* _Requests_:
[a] Answer these questions from the lease text:
(i) What must a modification, waiver or amendment of the Work Letter be in order to bind Landlord or Tenant?
(ii) What address does the asbestos notification give?
(iii) Which ACMs located in the Building does the notification name?
[b] Repeat word for word the stretch of the lease text from "Asbestos surveys of" through "beneath such tiles.".

* _Text to read_:
## BEGIN
6.         Miscellaneous.

 

(a)          Consents.
Whenever consent or approval of either party is required under. this Work Letter, that party shall not unreasonably withhold, condition
or delay such consent or approval, unless expressly set forth herein to the contrary.

 

(b)          Modification.
No modification, waiver or amendment of this Work Letter or of any of its conditions or provisions shall be binding upon Landlord
or Tenant unless in writing signed by Landlord and Tenant.

 

    	A-5

    	 

    

 

Exhibit 1 to Work Letter

 

Space Plan

 

 

    	A-6

    	 

    

 

EXHIBIT B

 

Asbestos Disclosure

 

NOTIFICATION OF THE PRESENCE OF ASBESTOS
CONTAINING MATERIALS

 

1124 Columbia Street, Seattle, Washington

 

This notification provides certain information about asbestos
within or about the Building. Historically, asbestos was commonly used in building products used in the construction of buildings
across the country. Asbestos-containing building products were used because they are fire-resistant and provide good noise and
temperature insulation. Because of their prevalence, asbestos-containing materials, or ACMs, are still sometimes found in buildings
today.

 

Asbestos surveys of the Building have determined that ACMs and/or
materials that might contain ACMs, referred to as presumed asbestos-containing materials or PACMs, are present within or about
the Building at several locations. The surveys found ACMs and/or PACMs of the types, in the amounts and at the locations indicated
in Table 1 attached hereto. ACMs located in the Building include two types of floor tiles and the mastic beneath such tiles.
## END
* _Stored rows_:
## BEGIN
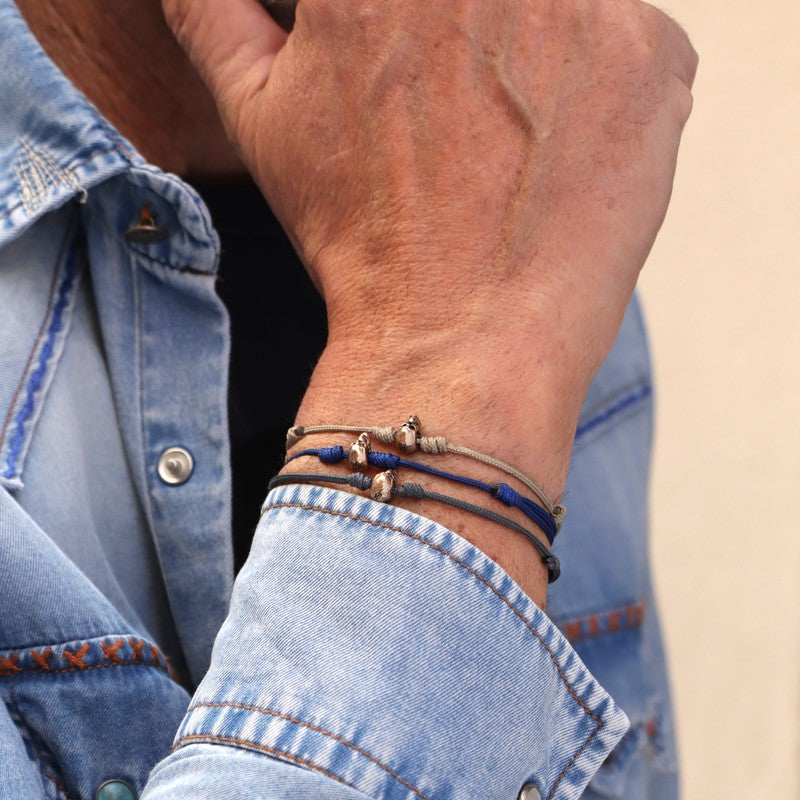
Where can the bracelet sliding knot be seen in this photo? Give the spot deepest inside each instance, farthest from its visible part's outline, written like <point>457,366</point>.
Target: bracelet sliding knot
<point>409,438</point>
## END
## BEGIN
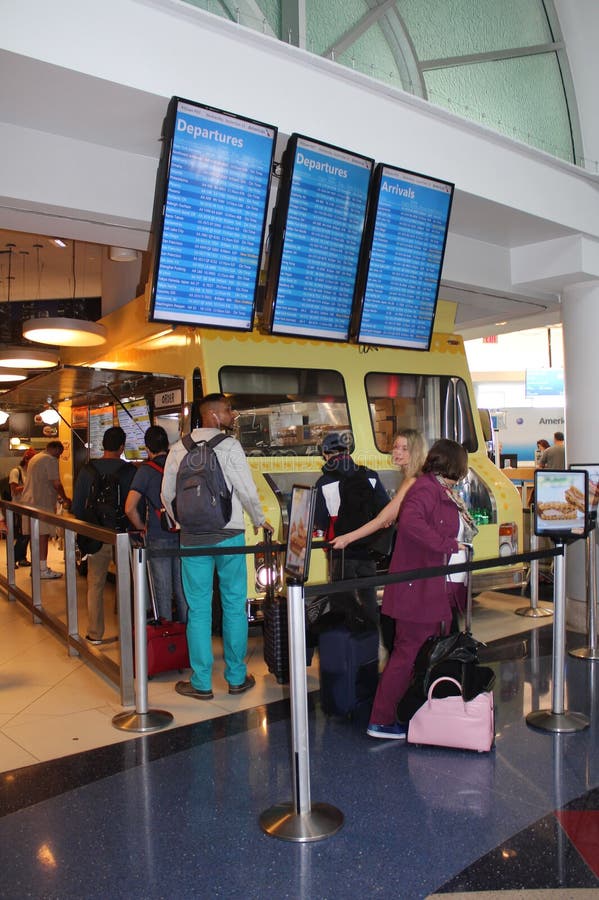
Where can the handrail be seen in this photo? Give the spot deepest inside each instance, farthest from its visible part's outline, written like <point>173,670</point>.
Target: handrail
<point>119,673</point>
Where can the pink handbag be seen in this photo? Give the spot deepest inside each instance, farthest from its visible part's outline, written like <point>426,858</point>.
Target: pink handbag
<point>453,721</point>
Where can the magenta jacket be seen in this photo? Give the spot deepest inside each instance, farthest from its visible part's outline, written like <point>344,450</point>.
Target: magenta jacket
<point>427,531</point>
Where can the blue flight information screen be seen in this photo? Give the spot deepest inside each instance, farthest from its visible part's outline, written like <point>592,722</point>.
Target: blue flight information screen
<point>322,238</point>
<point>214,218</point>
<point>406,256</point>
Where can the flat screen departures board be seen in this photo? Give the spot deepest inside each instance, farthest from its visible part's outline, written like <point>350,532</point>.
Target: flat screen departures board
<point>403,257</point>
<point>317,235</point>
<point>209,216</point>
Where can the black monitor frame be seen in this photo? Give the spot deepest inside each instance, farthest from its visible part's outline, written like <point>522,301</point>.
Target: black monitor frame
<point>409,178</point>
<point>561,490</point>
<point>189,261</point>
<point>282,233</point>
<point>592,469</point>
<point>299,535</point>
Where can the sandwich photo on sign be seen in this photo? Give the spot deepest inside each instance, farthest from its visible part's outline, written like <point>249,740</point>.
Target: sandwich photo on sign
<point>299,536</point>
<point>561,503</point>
## END
## BEGIN
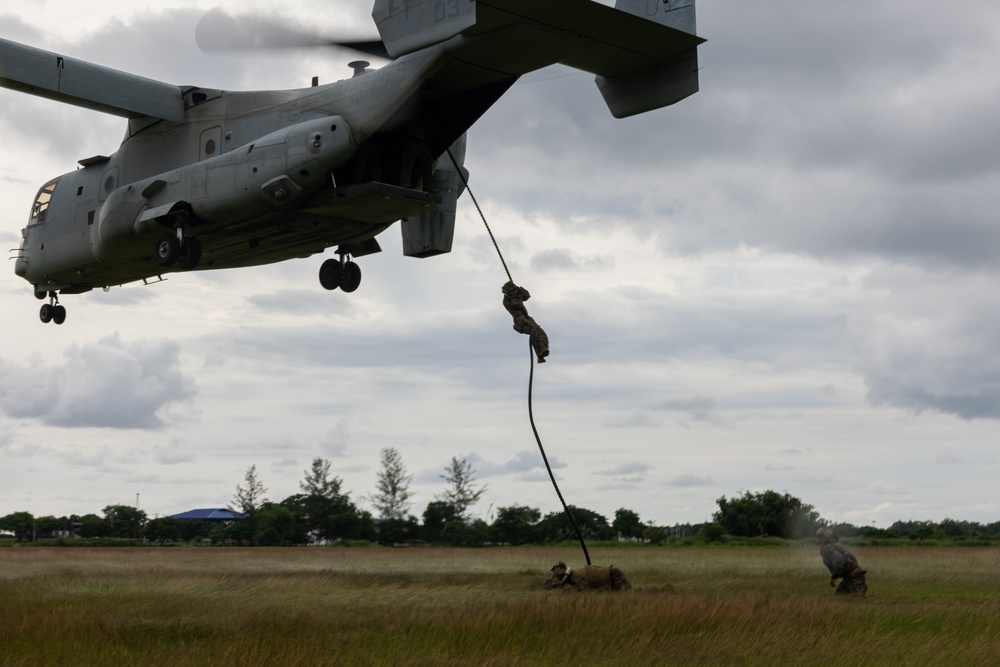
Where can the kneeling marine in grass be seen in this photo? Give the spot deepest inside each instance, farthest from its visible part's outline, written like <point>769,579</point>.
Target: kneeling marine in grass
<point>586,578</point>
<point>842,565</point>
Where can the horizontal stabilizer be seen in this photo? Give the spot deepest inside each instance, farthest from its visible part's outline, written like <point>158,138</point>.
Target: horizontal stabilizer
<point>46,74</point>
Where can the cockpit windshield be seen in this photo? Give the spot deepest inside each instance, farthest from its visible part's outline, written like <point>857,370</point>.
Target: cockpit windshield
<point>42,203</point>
## END
* _Answers per task_:
[a]
(i) It must be in writing and signed by Landlord and Tenant.
(ii) 1124 Columbia Street, Seattle, Washington.
(iii) Two types of floor tiles and the mastic beneath those tiles.

[b]
Asbestos surveys of the Building have determined that ACMs and/or
materials that might contain ACMs, referred to as presumed asbestos-containing materials or PACMs, are present within or about
the Building at several locations. The surveys found ACMs and/or PACMs of the types, in the amounts and at the locations indicated
in Table 1 attached hereto. ACMs located in the Building include two types of floor tiles and the mastic beneath such tiles.